*** BRANO DI PARTENZA

Circola molto spesso in questi giorni la battuta che la responsabilità della Digital Transformation nelle aziende è oggi in carico soprattutto al COVID-19, e per alcune organizzazioni sicuramente questo in parte è vero vista l’accelerazione imposta dall’emergenza al modo di lavorare.

Fonte: Forbes

Come ho scritto però in febbraio, quando il virus era un problema strettamente cinese e non si poteva immaginare quello che sarebbe successo, la tecnologia aveva lo stesso problema che ha anche oggi: senza obiettivi e strategia non funziona, nemmeno la più potente e strutturata.

Infatti, la tecnologia risolve i problemi se viene usata per affrontare le giuste questioni e se c’è l’organizzazione interna e le condizioni adatte a supporto. Viceversa, più sono sofisticati gli strumenti e più essi tireranno fuori in modo impietoso i limiti sui dati disponibili, sulle difficoltà operative, sull’inadeguatezza delle infrastrutture tecnologiche preesistenti e sulla mancanza di obiettivi chiari.

L’esempio della marketing technology

Ne ho trattato nel mio libro Marketing Technologist a proposito della martech perché in questo dominio di competenza il problema diventa ancora più esplosivo e veloce a manifestarsi, dato che si parla di clienti finali e che il cambio culturale (ed organizzativo) che si porta dietro è più forte che in altri settori aziendali.

Specie ora che è necessario mantenere una relazione a distanza con il proprio cliente che a sua volta si trovino momento personale difficile.

Non è tuttavia una situazione nuova, il video che trovate sopra è del 2014 e lo uso spesso per esemplificare questi concetti perché è divertente ed efficace.

Oltre alla tecnologia di martech c’è un altro esempio che credo renda assai bene l’idea: i social network aziendali.

******
*** RACCOLTA DI VOCI

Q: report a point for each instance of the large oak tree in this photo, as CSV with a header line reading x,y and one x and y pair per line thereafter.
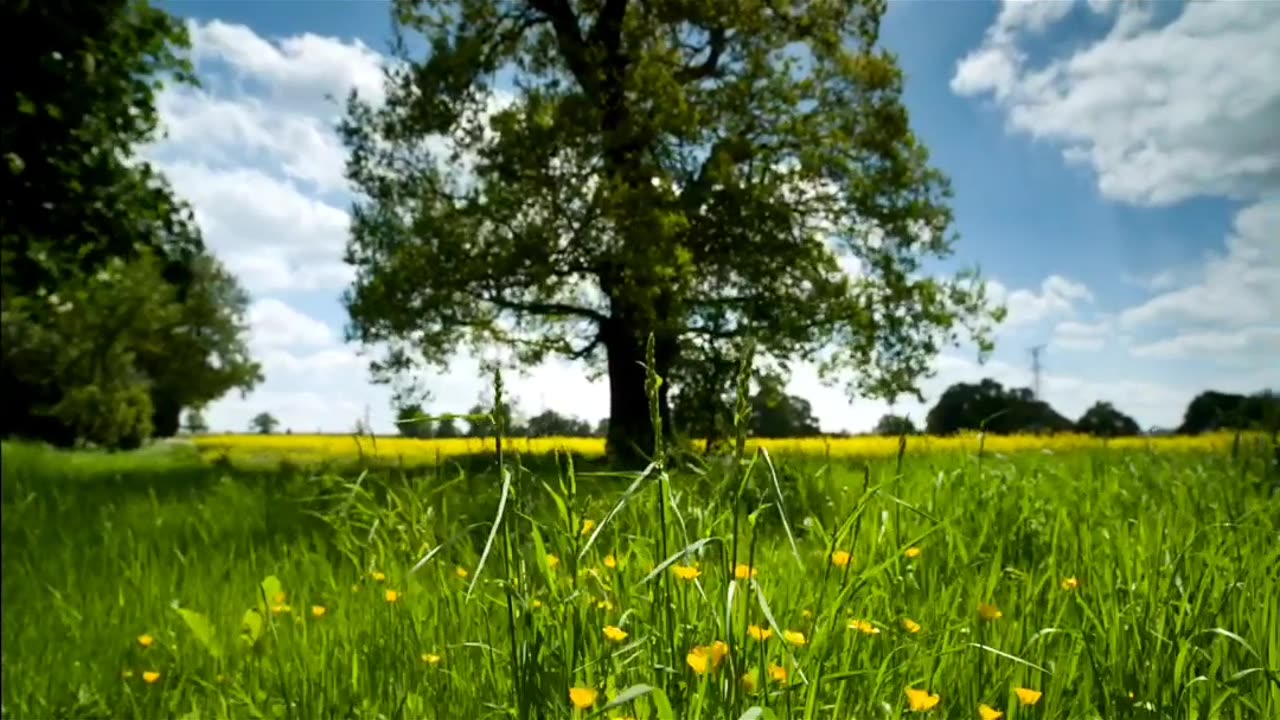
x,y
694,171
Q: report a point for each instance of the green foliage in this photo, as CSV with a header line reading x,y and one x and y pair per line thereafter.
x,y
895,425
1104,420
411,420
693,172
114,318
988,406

******
*** RACCOLTA DI VOCI

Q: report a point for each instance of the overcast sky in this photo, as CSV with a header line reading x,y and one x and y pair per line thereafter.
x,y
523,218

******

- **COMPITI DELL'ESERCIZIO**
a) Nel brano sulla trasformazione digitale, qual è il titolo del libro in cui l'autore ha trattato la martech?
b) Prosegui il brano sulla trasformazione digitale a partire dall'ultima frase riportata.

- **RISPOSTE PER VOCE**
a) Marketing Technologist.

b)
L’esempio dei social network aziendali

Anche in questa sfera oggi ci sono delle soluzioni davvero ottime sul mercato, alcune delle quali nascono direttamente come declinazione aziendale di popolari social consumer.

All’apparenza quindi l’adozione dovrebbe essere immediata vista la maggiore familiarità con questo genere di strumenti: come ci dicevamo che giorno fa con l’amico Giuseppe Mayer in una conversazione su Instagram live infatti la grammatica è nota rispetto a quella un tool da usare solo in azienda.

La mia replica è stata che la grammatica è nota ma con la grammatica bisogna costruire delle frasi altrimenti non ci sono un senso e uno scopo.

Correttamente quindi tutti i player più seri di questo settore prevedono come parte integrante del progetto una fase di studio e di costruzione delle logiche editoriali, di chi fa che cosa, delle modalità di moderazione e degli obiettivi.

Ma non è facile passare questi concetti nelle organizzazioni e di conseguenza spesso il social corporate (che in un momento come questo potrebbe essere prezioso per l’employee experience e relativo engagement) resta di un silenzio desolante, reso ancora più frustrante dal confronto con la sua versione consumer.

Il caso della collaboration

Viceversa, in questo momento è stato molto più facile per tutti tipi di organizzazione muovere l’adozione di strumenti di collaborazione a distanza sia per i documenti che per le videoconferenze.

Gli stessi analisti di Forrester in un podcast che trovate a questo link si stupiscono quasi della bassa difficoltà per i dipendenti (anche in Italia) pur non nascondendo le problematiche di tipo tecnologico e quelle legate alla cultura organizzativa (vi consiglio l’ascolto).

Perché è tutto relativamente più facile? Semplice, perché l’obiettivo è comprensibile a tutti, poter continuare a lavorare anche se non si può recarsi in ufficio.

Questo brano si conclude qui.